Task instructions
Output only the line that contains "Query: paved road surface" and the lines after it, all verbatim, through the last one below.
· · · ·
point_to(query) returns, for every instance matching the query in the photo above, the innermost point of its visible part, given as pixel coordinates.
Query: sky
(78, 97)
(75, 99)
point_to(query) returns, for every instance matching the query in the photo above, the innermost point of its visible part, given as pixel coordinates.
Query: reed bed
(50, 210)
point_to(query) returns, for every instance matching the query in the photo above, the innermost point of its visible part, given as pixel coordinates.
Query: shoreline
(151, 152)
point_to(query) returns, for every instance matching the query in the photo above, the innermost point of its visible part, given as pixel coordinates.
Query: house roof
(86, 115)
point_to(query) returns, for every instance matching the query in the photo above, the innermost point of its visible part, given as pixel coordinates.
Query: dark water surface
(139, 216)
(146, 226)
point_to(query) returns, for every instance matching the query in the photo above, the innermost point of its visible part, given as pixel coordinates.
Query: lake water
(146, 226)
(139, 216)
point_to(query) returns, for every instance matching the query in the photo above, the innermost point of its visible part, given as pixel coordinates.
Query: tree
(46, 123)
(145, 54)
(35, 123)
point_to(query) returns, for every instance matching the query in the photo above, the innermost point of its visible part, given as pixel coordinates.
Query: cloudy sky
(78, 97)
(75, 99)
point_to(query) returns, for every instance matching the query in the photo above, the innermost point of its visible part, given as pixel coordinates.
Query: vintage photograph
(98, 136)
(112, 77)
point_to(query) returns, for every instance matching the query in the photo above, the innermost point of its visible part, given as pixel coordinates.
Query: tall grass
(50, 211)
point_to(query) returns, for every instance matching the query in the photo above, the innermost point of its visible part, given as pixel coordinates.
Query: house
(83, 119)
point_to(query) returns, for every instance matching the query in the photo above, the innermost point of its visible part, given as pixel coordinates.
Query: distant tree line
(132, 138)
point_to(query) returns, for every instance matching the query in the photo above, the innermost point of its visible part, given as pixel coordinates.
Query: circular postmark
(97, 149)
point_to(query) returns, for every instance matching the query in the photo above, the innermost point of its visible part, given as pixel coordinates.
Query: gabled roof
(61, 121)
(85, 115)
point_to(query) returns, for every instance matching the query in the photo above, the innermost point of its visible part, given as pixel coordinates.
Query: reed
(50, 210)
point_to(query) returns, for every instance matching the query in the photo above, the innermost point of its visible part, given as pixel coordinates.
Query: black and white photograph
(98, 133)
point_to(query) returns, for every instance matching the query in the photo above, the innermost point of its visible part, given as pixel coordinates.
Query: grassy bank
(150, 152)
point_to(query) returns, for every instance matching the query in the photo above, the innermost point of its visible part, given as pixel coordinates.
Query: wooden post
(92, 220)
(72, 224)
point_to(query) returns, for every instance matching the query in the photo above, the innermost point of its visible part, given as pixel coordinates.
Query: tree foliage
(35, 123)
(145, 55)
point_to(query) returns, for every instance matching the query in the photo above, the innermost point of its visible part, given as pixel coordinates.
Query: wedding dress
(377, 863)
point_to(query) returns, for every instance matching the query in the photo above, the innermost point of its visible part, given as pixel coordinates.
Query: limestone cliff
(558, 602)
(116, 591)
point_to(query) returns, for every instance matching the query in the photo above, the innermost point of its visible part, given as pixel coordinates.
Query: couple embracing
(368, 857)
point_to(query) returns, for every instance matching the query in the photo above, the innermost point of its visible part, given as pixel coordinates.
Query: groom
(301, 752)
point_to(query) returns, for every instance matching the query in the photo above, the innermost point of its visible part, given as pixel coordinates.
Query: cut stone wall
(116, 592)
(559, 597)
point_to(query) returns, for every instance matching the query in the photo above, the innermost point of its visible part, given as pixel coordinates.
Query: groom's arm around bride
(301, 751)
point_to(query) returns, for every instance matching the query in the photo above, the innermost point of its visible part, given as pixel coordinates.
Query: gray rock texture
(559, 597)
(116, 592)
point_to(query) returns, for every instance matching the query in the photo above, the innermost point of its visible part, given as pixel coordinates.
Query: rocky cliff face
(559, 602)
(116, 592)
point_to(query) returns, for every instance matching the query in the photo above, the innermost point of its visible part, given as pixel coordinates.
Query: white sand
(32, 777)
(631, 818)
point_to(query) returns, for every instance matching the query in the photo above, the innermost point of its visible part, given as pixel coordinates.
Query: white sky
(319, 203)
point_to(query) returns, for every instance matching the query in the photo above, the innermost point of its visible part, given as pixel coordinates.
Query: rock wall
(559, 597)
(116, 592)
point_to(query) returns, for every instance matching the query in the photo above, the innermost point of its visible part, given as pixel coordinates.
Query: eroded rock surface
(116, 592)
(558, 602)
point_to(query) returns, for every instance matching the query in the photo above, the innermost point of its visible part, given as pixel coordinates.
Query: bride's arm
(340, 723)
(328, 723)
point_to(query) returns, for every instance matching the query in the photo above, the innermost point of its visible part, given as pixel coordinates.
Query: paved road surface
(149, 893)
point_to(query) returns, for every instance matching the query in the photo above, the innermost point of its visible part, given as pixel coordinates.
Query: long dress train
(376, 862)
· · · ·
Written solution
Query: paved road surface
(149, 893)
point_to(query) returns, for every instance matching the query in the photo above, the innermost point of its visible part, given as pixel coordinates.
Query: long dress train
(376, 862)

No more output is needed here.